_Work instructions:_
Without the pictures, print the lines from the one holding "of the restaurant" through the last line below, both included, exactly as they stand.

#### Given data ####

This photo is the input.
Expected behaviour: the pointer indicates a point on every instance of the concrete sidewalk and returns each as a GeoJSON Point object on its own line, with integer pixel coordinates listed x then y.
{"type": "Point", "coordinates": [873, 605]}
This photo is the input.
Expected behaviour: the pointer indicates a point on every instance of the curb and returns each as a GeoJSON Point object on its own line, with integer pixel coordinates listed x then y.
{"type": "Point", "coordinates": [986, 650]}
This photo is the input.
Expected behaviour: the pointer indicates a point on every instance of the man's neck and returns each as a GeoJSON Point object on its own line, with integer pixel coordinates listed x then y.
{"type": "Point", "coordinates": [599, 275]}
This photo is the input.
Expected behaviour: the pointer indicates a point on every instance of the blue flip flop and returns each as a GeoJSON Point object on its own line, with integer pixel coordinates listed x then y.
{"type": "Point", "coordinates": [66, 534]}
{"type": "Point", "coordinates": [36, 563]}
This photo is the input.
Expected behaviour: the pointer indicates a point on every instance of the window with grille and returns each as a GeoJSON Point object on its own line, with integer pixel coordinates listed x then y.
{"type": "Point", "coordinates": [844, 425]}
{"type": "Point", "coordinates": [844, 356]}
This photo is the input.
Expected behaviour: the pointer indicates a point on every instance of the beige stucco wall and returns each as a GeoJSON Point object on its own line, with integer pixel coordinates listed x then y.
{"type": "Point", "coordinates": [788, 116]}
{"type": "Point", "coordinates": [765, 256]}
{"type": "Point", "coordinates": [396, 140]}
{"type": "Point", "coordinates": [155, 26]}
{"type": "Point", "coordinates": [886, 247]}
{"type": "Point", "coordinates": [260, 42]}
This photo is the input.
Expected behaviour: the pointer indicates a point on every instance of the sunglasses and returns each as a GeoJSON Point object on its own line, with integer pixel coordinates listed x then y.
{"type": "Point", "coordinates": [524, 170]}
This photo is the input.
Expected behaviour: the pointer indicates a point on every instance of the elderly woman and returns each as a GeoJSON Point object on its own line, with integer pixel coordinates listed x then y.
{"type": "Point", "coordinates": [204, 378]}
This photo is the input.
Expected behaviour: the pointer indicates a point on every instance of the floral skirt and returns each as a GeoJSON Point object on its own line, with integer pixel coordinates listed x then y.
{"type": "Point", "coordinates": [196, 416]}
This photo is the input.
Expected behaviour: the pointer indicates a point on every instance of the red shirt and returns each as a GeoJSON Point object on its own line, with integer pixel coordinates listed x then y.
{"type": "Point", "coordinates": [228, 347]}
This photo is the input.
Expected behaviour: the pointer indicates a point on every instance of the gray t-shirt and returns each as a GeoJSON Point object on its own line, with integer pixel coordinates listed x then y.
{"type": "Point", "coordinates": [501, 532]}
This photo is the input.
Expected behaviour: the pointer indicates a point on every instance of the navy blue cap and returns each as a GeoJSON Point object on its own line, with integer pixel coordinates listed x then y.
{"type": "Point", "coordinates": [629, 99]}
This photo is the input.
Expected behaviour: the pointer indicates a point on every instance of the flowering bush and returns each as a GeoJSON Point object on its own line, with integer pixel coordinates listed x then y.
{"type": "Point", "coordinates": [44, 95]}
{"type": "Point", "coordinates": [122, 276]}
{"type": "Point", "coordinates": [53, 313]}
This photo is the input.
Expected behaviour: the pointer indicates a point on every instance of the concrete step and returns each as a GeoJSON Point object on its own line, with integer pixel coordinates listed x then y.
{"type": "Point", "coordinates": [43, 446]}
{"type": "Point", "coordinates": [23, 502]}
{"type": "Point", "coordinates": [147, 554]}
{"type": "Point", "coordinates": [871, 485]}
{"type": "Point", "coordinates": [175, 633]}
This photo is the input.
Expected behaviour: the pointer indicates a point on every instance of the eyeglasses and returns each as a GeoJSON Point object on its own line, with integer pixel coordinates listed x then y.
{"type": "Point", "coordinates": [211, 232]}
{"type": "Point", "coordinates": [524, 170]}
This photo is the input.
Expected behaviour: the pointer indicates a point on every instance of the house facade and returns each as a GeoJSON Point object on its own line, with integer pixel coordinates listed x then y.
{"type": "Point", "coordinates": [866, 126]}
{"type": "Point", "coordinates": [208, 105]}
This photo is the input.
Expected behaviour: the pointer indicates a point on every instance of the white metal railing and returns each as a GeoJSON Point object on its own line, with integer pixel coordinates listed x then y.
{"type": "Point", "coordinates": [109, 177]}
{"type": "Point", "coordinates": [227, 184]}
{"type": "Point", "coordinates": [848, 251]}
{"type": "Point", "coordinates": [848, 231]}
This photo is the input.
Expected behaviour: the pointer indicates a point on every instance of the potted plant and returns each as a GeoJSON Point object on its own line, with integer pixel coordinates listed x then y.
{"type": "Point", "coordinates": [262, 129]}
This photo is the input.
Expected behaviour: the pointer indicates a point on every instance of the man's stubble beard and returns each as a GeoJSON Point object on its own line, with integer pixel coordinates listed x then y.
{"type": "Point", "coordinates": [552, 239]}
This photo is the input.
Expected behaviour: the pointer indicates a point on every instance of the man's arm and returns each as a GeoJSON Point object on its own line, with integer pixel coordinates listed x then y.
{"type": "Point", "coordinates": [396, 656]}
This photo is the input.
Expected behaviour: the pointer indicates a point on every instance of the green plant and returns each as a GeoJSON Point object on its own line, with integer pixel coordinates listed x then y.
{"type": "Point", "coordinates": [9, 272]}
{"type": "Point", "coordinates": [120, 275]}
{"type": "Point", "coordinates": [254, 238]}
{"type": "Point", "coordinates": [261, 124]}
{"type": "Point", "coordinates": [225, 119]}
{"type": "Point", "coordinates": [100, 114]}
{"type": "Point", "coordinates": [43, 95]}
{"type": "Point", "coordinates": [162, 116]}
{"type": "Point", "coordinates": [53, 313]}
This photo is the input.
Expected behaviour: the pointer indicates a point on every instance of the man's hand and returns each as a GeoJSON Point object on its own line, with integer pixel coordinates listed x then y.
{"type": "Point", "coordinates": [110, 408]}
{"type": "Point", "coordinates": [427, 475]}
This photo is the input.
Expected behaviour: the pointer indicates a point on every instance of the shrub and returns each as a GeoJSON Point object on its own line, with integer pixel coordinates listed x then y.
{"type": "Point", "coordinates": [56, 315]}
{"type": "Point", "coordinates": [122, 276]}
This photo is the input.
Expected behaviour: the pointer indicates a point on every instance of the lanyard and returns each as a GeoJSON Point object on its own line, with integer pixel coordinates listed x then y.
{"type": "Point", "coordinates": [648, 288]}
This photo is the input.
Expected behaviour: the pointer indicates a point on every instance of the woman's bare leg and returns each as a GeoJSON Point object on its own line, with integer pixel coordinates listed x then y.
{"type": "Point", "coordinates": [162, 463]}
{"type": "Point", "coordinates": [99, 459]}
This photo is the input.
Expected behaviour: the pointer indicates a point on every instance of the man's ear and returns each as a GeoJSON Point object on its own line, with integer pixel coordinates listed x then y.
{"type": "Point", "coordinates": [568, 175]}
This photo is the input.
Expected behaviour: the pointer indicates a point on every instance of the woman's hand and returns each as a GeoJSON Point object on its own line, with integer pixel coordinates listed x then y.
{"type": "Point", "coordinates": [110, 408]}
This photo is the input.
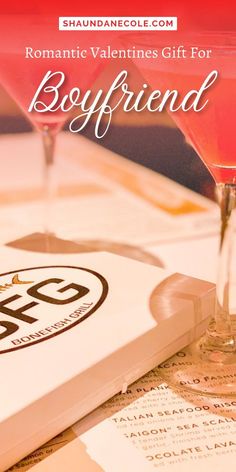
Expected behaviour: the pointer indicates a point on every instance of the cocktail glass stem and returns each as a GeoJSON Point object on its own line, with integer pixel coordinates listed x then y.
{"type": "Point", "coordinates": [49, 140]}
{"type": "Point", "coordinates": [219, 340]}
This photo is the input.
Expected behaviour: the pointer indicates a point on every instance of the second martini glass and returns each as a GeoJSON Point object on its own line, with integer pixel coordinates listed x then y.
{"type": "Point", "coordinates": [21, 77]}
{"type": "Point", "coordinates": [208, 366]}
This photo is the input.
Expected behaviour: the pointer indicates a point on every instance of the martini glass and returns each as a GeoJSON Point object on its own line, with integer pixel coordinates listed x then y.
{"type": "Point", "coordinates": [21, 77]}
{"type": "Point", "coordinates": [207, 366]}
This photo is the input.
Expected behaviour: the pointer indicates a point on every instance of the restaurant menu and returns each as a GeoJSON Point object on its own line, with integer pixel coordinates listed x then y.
{"type": "Point", "coordinates": [150, 425]}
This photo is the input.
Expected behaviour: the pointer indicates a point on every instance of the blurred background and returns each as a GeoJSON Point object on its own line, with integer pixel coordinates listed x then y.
{"type": "Point", "coordinates": [150, 139]}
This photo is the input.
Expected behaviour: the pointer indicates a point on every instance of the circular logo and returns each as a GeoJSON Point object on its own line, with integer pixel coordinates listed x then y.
{"type": "Point", "coordinates": [39, 303]}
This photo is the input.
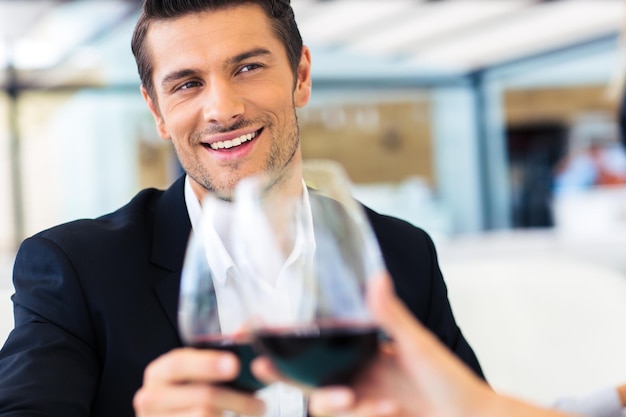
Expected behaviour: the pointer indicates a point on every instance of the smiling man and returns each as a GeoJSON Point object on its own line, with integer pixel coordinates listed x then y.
{"type": "Point", "coordinates": [96, 300]}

####

_Output of the exercise:_
Expected behaviour: the pointer indicates a point on every instance of the restaurant menu and returns each as a GeoJSON Point object on its own line, with integer pixel coordinates listed x then y.
{"type": "Point", "coordinates": [150, 425]}
This photo is the input.
Expected behaviour: the pointer indicates a point on every instance of the blurred background and returns each as a GeoJSON Point object on its own line, with integer pixel coordinates listed x then y.
{"type": "Point", "coordinates": [150, 139]}
This photo is the input.
Expected behaviour: the pointer indicates a point on every instance of the circular logo and returns each as a GeoJSON Point object on its own line, with integer pixel coordinates listed x then y.
{"type": "Point", "coordinates": [39, 303]}
This photo is the input.
Expected behaviour: the pointer indicates a point on every instance of the smiling man and returns each as a GeoJSON Point object on its own line, with integer pixel coordinates listed x then y.
{"type": "Point", "coordinates": [96, 300]}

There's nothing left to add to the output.